• EXTRACTED ENTRIES
- Opening Delimiter -

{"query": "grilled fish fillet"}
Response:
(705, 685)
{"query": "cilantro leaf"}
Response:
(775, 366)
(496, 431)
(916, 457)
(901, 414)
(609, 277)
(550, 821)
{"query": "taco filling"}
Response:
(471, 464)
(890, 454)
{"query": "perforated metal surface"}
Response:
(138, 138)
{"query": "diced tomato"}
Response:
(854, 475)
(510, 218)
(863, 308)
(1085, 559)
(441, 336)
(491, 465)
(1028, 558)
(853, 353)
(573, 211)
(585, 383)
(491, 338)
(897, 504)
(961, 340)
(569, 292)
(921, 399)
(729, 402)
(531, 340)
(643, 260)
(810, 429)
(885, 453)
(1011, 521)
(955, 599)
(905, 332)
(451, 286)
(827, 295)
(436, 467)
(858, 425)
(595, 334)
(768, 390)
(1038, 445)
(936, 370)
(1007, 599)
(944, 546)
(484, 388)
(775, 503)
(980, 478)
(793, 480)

- Closing Delimiter -
- Opening Delimiter -

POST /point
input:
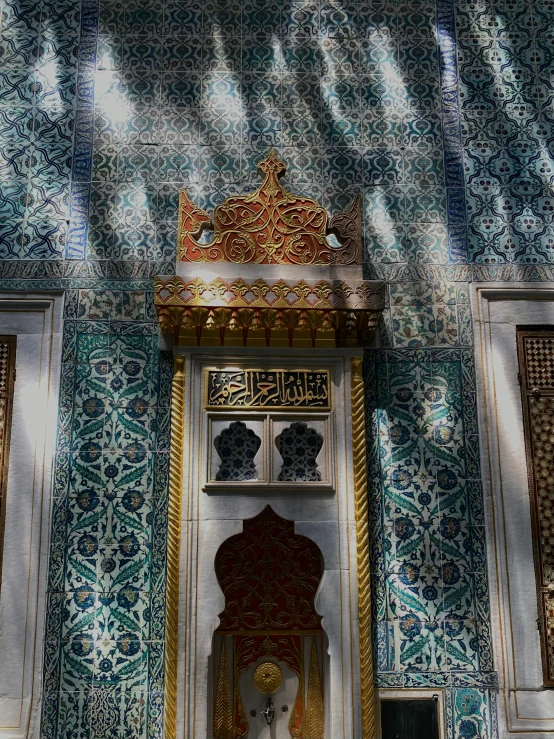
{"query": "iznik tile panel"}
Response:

- Closing Delimiter -

• TASK STATEMENT
Return the total number of lines in the records that contain "query", without any explanation.

• EXPECTED ANSWER
6